***** Text block
Kitrina Douglas (born 6 September 1960) is an English ex-professional golfer who played on the Ladies European Tour.

Douglas won the British Ladies Amateur in 1982 and played in the 1982 Great Britain & Ireland Curtis Cup team. She played professionally on the Ladies European Tour, where she won eight times and was a member of the 1992 European Solheim Cup team.

Once her competitive career was over, Douglas became a BBC Sport Online golf columnist and in 2004 Douglas was awarded a Doctor of Philosophy (PhD) in achievement psychology of international women golfers from the University of Bristol.

Professional wins (8)

Ladies European Tour wins (8)
1984 (2) Ford Ladies' Classic, Höganäs Sweden Open
1986 (1) Mitsubishi Colt Cars Jersey Open
1987 (1) Hennessy Cognac Ladies Cup
1989 (2) St Moritz Classic, Godiva European Masters
1991 (1) Ladies English Open
1992 (1) BMW European Masters

Team appearances
Amateur
European Lady Junior's Team Championship (representing England): 1982 (winners)
**********
***** Given entries
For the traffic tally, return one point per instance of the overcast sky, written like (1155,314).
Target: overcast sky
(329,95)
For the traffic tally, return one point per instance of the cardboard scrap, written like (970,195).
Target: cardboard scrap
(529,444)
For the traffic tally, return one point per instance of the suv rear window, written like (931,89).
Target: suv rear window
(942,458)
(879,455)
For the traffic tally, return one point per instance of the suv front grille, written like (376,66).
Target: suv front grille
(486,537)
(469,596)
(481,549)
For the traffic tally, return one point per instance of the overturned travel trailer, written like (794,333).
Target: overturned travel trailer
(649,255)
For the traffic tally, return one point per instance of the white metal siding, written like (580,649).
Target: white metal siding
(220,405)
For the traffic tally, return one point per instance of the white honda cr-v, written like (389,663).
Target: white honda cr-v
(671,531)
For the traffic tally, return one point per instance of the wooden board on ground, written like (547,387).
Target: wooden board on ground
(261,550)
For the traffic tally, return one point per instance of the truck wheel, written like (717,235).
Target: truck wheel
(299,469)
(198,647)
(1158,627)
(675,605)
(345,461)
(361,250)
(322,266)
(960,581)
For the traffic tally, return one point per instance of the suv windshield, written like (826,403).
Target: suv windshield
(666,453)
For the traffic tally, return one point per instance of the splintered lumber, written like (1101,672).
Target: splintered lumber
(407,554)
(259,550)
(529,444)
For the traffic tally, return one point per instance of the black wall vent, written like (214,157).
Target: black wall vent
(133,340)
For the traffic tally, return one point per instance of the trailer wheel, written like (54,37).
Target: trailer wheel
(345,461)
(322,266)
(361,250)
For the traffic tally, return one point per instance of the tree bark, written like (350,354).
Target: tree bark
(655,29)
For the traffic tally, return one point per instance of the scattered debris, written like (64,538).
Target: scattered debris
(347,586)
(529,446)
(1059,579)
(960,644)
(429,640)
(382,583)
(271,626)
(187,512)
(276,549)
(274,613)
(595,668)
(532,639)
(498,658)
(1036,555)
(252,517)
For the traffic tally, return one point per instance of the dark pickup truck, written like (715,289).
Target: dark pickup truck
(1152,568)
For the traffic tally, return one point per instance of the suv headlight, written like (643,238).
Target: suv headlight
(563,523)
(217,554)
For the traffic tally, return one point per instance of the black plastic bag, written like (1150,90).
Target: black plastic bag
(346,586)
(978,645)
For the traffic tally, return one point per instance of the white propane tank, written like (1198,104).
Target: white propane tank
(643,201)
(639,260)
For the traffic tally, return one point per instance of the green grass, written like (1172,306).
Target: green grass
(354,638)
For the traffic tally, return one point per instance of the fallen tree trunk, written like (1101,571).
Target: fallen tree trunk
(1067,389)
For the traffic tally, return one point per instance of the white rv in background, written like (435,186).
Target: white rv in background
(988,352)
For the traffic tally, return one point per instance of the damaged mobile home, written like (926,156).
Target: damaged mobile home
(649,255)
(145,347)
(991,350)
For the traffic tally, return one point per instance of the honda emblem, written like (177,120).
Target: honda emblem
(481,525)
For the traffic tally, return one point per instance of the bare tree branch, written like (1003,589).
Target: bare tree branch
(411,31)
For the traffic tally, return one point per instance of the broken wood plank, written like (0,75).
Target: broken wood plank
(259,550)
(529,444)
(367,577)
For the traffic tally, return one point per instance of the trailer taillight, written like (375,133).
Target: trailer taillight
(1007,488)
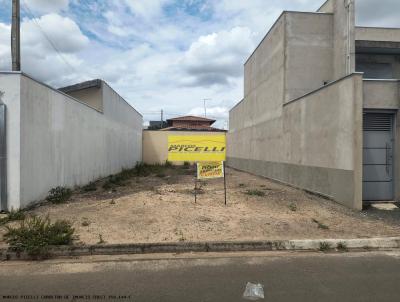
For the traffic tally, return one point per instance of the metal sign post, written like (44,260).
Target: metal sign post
(223,165)
(195,186)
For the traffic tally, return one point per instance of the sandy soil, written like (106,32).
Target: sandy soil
(162,209)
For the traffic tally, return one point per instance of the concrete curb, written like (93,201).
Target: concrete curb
(384,243)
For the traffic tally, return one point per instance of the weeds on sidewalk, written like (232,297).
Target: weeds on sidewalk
(35,235)
(320,224)
(59,195)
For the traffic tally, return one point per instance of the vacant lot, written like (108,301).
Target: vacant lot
(160,207)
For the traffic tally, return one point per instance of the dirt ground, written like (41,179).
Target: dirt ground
(161,208)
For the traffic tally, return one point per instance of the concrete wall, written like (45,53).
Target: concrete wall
(320,145)
(343,35)
(64,142)
(155,144)
(381,66)
(377,34)
(381,94)
(309,46)
(10,85)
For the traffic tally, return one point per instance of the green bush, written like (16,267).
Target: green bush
(35,235)
(59,195)
(90,187)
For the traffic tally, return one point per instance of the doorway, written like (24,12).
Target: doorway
(378,152)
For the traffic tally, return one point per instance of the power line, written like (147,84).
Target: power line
(27,10)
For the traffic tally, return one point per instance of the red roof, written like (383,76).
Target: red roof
(192,118)
(192,128)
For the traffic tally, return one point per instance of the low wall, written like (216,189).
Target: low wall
(59,141)
(155,144)
(322,139)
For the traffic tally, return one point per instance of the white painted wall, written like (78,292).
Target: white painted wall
(64,142)
(10,87)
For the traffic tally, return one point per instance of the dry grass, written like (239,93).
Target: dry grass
(162,209)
**********
Objective 1:
Repeat the passage on Kitrina Douglas from "Douglas won the" up to and including "Solheim Cup team.".
Objective 2:
Translate this sentence from the passage on Kitrina Douglas into Spanish: "Kitrina Douglas (born 6 September 1960) is an English ex-professional golfer who played on the Ladies European Tour."
The data above has no role in this work.

Right answer 1:
Douglas won the British Ladies Amateur in 1982 and played in the 1982 Great Britain & Ireland Curtis Cup team. She played professionally on the Ladies European Tour, where she won eight times and was a member of the 1992 European Solheim Cup team.

Right answer 2:
Kitrina Douglas (nacida el 6 de septiembre de 1960) es una exgolfista profesional inglesa que jugó en el Ladies European Tour.